### WHAT THE EXERCISE ASKS
Copy word for word each line from the one that has "the blue t-shirt" to the last line of the records, with no other lines.

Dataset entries
====

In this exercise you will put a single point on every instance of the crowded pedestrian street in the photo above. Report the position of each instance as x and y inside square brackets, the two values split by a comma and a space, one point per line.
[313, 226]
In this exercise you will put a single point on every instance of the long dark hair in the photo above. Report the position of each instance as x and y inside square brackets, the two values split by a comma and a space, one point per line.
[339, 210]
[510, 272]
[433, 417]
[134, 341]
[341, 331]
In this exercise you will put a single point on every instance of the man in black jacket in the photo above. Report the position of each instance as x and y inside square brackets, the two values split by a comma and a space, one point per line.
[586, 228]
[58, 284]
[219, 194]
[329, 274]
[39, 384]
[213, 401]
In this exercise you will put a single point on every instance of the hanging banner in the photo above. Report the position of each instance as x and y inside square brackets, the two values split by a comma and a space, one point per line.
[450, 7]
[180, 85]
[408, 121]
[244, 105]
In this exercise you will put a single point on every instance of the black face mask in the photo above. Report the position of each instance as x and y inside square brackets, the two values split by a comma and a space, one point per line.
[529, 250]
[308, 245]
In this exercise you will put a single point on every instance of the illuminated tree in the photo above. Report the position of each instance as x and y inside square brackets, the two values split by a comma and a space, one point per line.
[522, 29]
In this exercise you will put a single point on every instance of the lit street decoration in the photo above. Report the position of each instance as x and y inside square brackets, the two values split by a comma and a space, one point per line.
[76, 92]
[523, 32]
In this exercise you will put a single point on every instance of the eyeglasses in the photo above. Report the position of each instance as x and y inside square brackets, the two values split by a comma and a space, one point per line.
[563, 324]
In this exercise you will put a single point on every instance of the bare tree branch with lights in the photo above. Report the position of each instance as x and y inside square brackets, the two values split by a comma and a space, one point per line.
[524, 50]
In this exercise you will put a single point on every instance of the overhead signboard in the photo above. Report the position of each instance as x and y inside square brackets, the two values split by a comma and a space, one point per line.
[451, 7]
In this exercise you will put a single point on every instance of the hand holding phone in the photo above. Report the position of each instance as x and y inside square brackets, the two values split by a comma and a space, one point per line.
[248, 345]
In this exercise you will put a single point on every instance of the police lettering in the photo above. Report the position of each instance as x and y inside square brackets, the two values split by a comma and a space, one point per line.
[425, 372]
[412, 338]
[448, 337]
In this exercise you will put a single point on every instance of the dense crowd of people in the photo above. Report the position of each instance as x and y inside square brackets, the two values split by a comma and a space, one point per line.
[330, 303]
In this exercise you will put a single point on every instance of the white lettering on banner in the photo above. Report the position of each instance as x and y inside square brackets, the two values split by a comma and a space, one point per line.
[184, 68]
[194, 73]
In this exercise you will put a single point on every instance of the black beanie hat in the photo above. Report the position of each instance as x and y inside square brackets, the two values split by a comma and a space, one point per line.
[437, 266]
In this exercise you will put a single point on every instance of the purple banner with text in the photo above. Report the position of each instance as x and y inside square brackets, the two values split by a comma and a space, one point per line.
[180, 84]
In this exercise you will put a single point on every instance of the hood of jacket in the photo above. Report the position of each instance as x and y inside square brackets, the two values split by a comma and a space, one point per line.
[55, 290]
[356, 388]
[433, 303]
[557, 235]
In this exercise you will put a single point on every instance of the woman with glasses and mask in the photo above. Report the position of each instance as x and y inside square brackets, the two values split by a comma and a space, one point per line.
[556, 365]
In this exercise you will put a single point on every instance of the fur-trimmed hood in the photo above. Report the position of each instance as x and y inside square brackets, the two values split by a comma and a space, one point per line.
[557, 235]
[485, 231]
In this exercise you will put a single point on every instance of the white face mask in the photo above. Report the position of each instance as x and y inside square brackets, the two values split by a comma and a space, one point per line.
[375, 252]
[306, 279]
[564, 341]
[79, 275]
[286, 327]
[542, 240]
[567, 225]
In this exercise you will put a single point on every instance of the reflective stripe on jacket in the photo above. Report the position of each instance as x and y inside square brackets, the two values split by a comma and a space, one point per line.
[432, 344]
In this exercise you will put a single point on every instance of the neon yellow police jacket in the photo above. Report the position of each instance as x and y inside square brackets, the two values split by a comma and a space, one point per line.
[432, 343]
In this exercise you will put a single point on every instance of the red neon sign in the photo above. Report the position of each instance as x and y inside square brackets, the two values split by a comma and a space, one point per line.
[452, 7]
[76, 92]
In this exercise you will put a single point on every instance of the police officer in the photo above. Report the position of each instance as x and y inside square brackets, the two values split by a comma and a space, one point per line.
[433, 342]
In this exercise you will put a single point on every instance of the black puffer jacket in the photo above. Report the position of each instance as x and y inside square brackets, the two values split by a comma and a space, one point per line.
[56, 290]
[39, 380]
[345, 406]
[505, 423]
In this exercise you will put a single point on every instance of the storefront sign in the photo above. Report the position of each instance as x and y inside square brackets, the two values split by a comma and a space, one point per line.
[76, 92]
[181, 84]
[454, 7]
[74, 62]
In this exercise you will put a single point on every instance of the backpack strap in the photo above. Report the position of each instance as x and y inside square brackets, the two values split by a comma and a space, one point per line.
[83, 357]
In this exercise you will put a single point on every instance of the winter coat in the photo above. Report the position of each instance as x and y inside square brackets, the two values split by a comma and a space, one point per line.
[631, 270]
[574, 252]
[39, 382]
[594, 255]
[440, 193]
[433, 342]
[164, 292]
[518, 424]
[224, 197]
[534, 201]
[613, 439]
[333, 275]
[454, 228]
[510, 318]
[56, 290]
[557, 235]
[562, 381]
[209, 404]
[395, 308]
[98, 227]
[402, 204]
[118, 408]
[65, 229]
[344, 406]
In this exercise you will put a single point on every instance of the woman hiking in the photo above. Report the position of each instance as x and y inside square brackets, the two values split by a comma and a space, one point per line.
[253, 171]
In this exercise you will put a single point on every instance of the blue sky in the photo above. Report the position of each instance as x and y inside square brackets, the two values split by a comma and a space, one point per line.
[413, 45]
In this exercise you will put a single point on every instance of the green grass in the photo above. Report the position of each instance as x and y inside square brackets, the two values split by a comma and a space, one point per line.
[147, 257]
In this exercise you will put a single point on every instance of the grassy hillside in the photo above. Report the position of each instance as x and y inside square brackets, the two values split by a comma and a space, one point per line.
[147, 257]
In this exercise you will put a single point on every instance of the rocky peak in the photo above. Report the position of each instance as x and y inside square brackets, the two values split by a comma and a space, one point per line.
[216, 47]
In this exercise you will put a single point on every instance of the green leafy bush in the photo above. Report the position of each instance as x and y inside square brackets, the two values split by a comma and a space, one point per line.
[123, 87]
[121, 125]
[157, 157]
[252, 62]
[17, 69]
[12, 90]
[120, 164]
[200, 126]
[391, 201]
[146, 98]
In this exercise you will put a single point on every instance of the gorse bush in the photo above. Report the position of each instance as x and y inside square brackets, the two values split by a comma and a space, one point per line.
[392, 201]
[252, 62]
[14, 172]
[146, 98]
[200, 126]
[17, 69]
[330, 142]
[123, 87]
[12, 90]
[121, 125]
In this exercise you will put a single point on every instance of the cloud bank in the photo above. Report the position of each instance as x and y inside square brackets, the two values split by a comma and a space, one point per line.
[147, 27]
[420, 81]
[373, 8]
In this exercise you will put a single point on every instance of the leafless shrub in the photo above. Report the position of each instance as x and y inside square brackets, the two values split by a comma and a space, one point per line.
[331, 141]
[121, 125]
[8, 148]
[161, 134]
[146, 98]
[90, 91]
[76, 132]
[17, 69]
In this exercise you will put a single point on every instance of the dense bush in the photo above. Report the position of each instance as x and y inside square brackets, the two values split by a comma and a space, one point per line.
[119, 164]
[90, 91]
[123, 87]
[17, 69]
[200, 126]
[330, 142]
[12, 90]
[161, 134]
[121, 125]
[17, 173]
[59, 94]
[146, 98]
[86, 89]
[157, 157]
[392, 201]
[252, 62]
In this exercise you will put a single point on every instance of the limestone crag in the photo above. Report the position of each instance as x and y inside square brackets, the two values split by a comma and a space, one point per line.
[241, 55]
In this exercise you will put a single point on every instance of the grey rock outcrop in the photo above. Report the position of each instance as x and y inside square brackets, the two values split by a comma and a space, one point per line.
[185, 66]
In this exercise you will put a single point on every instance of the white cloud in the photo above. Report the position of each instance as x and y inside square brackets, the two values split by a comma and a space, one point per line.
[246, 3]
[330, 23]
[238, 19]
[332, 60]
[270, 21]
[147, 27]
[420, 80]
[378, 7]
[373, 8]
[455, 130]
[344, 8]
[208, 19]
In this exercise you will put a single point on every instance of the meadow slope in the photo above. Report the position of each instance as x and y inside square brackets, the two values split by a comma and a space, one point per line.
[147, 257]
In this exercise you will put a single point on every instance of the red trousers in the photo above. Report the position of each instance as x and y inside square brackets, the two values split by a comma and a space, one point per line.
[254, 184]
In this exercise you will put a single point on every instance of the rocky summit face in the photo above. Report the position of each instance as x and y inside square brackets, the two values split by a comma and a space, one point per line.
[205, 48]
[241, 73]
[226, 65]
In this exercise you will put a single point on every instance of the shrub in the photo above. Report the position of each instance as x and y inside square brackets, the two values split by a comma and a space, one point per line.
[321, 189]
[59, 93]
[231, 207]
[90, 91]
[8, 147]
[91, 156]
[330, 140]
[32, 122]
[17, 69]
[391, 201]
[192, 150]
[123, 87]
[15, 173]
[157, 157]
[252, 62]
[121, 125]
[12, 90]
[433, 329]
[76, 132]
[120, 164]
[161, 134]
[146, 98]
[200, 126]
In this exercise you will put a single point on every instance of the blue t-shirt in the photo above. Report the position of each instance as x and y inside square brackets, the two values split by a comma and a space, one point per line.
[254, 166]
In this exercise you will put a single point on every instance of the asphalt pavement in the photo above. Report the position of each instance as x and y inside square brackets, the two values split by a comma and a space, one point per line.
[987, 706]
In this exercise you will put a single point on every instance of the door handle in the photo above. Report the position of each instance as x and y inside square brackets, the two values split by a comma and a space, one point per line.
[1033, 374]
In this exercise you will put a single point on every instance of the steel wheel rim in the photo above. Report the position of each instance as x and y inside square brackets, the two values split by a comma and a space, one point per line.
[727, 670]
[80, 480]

====

### RESPONSE TO THIS EXERCISE
In this exercise you will put a single point on every instance of the blue t-shirt in the photo above. Report the position of each instance as x and y inside square brackets, the two values split by a comma and a space, one point per line.
[254, 166]
In this exercise you will put a single point on every instance of the asphalt pavement in the photo above. Report the position of each instance as x and y inside square brackets, the two values split by a comma and a space, one point per line.
[987, 706]
In this exercise you will put a single point on every instance of the door handle in the photo above. Report the position of each instance as x and y inside square brackets, the two values split by a comma and a space, one point per line.
[1033, 374]
In this exercise you will put a single point on every instance of the steel wheel rim in the photo above. Report the position of each instance as x and y inside square brackets, the two values split by a comma and a space, one point per line.
[727, 670]
[80, 480]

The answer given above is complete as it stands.